[SUPPLIED TEXT]
★ ★ ★ ★

Interesting Mountford. I removed my son from Parmiters due to bullying, from the Head, down. This was many years ago and things may have changed, but I doubt it.
Your view of comprehensives is; as stated earlier, erroneous. It's also awfully bloody snobby, and judging by your grammar, punctuation and sentence construction you have little to be snobby about.
You have little understanding of the comprehensive system and it's aims: promoting the educability of children regardless of ability or social background.
Do not have chapels ... Not the arts of dominating other people; not the arts of ruling, of killing, of acquiring land and capital ... It should teach the arts of human intercourse; the art of understanding other peoples lives and minds Virginia Woolf on a free education.
I was lucky enough to have attended the first Comprehensive School in London, the head being Dame Margaret Miles (for services to education). A woman who ensured that the girls in her school strove for social justice, equality and a free and fair education. She felt that Activisim was engaging in society and encouraged us to debate, to protest and most of all to educate. This we did, with relish, learning so much more than perhaps we would have done at the stuffy grammar school from which she had come.

★ ★ ★ ★

[EXTRACTED DATA]
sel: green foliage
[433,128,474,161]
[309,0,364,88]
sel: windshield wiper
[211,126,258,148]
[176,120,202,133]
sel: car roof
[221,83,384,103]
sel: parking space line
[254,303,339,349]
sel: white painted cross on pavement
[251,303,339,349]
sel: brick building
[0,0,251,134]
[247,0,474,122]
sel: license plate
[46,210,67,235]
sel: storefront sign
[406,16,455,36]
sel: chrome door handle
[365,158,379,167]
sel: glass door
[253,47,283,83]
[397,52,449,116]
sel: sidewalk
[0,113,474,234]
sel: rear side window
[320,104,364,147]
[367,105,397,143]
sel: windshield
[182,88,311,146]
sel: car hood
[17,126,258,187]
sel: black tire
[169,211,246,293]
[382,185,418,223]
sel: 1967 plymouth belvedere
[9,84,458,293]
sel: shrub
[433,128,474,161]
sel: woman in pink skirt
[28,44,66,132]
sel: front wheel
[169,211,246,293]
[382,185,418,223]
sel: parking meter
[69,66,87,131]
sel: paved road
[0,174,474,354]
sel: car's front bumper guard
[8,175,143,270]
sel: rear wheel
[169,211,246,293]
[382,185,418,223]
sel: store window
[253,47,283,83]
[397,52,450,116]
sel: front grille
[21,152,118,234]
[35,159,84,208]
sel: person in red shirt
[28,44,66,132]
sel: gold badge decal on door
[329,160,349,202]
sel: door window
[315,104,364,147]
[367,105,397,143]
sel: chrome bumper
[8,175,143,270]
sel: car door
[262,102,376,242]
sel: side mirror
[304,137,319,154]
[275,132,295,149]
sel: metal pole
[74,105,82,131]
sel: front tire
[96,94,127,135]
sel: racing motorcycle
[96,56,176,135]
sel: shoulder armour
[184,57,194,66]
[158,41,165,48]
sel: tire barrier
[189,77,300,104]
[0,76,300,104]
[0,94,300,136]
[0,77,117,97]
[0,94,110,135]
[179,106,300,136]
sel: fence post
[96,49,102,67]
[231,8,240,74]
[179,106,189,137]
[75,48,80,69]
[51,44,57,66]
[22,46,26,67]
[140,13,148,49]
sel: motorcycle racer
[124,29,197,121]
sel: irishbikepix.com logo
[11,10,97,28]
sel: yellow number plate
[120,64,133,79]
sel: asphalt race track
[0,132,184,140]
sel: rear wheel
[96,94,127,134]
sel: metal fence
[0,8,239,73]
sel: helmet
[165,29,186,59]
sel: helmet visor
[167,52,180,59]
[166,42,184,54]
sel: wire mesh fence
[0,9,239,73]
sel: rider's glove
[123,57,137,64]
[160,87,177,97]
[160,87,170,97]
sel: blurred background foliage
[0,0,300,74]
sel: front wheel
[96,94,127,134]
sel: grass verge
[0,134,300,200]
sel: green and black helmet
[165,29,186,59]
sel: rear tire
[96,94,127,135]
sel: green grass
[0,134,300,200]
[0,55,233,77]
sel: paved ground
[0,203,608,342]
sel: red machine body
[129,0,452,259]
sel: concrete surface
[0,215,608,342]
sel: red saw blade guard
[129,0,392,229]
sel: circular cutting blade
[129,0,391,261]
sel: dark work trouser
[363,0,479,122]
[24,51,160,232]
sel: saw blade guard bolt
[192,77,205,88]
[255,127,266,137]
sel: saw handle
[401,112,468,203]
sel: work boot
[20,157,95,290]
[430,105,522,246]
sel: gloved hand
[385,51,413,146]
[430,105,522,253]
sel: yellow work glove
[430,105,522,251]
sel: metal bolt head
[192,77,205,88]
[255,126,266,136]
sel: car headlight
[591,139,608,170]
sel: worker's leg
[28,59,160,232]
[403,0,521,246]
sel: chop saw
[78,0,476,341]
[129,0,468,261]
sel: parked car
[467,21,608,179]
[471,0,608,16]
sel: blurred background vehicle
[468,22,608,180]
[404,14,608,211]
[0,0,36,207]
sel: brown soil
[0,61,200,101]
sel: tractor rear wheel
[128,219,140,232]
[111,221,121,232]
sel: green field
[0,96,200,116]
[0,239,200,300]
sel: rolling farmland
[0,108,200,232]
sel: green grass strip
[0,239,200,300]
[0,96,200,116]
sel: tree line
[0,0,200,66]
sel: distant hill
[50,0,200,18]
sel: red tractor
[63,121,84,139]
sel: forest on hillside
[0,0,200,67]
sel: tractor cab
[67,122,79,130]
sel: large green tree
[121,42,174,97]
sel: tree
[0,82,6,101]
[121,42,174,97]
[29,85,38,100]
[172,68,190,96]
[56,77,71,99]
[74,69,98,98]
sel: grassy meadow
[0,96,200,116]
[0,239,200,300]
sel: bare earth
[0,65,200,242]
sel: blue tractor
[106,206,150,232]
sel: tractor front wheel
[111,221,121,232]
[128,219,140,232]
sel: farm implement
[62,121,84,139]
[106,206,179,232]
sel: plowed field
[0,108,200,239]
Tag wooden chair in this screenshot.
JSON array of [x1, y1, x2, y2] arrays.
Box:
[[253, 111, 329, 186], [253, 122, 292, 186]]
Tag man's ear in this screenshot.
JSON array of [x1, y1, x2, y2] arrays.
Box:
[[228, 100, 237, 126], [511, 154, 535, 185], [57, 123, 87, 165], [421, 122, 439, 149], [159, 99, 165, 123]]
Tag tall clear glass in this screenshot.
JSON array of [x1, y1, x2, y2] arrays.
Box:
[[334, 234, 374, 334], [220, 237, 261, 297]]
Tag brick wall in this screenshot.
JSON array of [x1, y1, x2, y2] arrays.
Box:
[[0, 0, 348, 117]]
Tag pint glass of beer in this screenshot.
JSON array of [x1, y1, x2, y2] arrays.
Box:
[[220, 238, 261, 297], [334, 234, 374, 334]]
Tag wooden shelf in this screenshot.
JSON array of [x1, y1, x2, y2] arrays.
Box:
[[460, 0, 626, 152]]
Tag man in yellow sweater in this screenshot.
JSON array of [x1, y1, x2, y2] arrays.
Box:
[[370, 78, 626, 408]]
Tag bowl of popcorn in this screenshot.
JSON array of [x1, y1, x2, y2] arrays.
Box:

★ ★ ★ ★

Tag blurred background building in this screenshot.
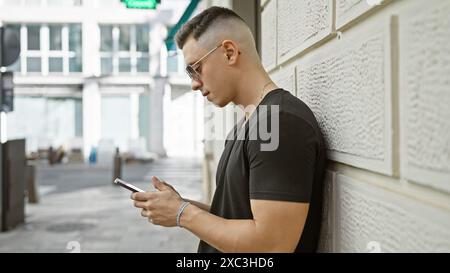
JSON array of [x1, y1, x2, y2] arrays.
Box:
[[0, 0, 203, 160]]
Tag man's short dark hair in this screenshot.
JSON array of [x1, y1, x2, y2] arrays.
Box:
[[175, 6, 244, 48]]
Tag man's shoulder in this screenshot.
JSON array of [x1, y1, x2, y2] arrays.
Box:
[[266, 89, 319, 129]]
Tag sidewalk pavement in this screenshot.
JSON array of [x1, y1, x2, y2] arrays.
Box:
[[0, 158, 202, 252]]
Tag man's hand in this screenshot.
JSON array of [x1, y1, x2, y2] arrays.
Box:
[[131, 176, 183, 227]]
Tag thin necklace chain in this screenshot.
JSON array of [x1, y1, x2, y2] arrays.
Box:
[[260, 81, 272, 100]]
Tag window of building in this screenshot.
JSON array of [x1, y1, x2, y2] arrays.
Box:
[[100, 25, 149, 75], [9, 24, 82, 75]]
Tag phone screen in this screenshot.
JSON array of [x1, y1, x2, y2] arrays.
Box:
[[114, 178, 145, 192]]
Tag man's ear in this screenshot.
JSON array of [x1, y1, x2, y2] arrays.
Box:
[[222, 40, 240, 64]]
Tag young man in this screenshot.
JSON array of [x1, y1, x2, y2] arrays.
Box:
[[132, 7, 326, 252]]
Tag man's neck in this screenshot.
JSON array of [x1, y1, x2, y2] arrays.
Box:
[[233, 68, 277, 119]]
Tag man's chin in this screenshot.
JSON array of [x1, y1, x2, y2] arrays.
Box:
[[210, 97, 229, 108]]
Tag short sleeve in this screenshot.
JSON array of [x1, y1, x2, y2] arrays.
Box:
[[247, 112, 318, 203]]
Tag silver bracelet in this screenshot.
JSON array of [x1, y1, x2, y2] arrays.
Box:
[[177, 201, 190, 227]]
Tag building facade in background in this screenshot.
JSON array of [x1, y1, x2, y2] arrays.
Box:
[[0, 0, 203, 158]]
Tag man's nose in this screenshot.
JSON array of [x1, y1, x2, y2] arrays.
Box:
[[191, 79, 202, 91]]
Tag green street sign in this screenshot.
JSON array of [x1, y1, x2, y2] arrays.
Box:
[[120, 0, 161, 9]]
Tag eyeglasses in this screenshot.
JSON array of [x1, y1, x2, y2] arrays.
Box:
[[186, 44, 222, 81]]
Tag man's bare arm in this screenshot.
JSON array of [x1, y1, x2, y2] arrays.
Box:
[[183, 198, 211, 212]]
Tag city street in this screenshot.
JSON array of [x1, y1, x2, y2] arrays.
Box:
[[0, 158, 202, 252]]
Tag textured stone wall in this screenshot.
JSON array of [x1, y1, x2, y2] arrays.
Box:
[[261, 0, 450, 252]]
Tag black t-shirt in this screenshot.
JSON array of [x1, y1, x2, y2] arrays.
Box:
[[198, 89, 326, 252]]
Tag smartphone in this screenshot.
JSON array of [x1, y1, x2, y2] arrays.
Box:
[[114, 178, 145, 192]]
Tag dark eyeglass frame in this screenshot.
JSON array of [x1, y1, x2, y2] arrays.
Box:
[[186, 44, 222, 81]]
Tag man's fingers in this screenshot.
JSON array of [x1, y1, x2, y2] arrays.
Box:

★ ★ ★ ★

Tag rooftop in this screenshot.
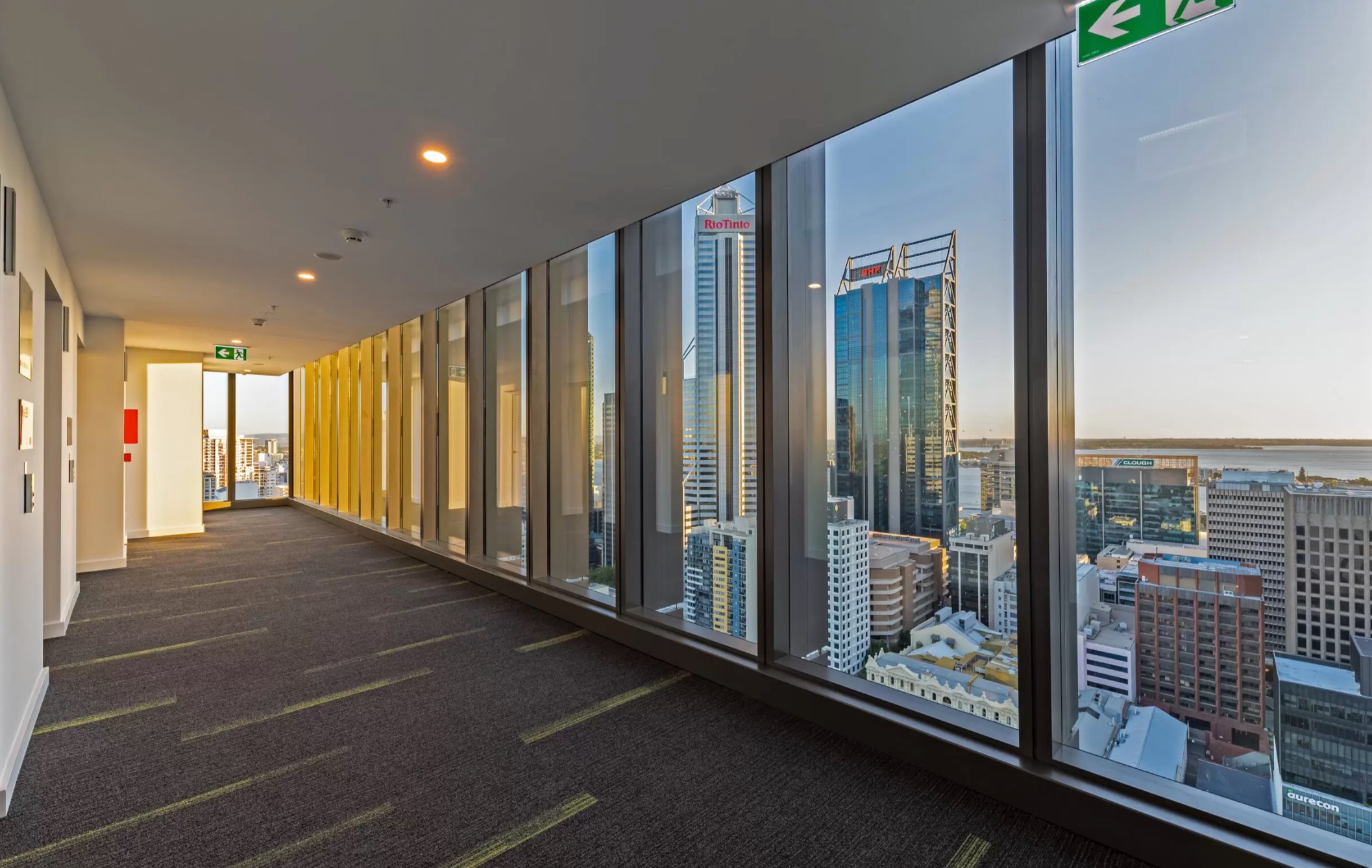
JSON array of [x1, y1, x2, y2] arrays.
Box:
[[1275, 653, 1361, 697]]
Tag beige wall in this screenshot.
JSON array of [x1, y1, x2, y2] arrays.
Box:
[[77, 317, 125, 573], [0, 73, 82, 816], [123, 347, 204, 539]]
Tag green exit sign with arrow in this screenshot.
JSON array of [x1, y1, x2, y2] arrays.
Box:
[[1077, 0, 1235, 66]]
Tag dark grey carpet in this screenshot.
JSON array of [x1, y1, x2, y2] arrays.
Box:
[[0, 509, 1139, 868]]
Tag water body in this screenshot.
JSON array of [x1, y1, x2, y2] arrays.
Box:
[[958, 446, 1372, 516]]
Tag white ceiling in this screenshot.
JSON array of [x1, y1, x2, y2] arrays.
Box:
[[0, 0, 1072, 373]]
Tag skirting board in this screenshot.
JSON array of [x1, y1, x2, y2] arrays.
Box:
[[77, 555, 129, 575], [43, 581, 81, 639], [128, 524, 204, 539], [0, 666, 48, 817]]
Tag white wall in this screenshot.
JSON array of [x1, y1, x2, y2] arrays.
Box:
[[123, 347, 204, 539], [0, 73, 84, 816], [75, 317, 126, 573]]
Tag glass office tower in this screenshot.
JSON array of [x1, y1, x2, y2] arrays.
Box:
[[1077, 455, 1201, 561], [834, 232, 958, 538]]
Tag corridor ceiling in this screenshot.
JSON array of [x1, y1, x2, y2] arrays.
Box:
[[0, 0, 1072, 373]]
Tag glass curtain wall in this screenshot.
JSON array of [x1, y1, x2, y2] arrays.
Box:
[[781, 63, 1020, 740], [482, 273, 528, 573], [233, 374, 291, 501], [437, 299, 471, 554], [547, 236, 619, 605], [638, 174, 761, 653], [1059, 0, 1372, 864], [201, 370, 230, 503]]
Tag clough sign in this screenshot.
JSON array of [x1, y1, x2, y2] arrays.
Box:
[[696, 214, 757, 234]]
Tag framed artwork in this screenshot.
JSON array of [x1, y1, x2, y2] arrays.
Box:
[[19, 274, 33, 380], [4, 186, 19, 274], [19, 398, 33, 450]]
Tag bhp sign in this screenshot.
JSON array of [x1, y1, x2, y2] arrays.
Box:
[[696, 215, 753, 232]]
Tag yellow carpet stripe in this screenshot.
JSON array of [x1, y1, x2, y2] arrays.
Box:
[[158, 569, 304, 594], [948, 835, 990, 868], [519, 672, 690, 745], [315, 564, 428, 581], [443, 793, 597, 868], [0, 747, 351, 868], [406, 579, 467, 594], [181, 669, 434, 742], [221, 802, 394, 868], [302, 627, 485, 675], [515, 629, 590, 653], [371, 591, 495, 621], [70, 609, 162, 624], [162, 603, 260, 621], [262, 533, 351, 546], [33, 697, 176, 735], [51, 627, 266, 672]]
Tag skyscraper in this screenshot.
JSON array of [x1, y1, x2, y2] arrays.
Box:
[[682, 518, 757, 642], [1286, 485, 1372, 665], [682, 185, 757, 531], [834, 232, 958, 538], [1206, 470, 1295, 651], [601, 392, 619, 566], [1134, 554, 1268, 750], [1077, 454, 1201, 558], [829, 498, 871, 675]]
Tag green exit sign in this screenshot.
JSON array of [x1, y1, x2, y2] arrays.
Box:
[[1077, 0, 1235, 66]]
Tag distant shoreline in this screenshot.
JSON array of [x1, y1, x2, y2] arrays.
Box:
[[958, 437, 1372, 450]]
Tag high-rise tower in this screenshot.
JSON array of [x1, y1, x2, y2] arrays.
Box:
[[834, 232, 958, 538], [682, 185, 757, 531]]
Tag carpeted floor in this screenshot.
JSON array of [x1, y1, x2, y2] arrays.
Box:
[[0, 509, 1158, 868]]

★ ★ ★ ★

[DIRECTION 1] From the comment on comprehensive schools, reproduce the passage starting with "Do not have" and going on through "a free education.".
[DIRECTION 2]
Answer these questions using the comment on comprehensive schools:
(a) For what reason did the writer remove their son from Parmiters?
(b) Who was the head of the first comprehensive school in London that the writer attended?
(c) What does the comment give as the aims of the comprehensive system?

[EXERCISE OUTPUT 1]
Do not have chapels ... Not the arts of dominating other people; not the arts of ruling, of killing, of acquiring land and capital ... It should teach the arts of human intercourse; the art of understanding other peoples lives and minds Virginia Woolf on a free education.

[EXERCISE OUTPUT 2]
(a) Bullying, from the Head down.
(b) Dame Margaret Miles.
(c) Promoting the educability of children regardless of ability or social background.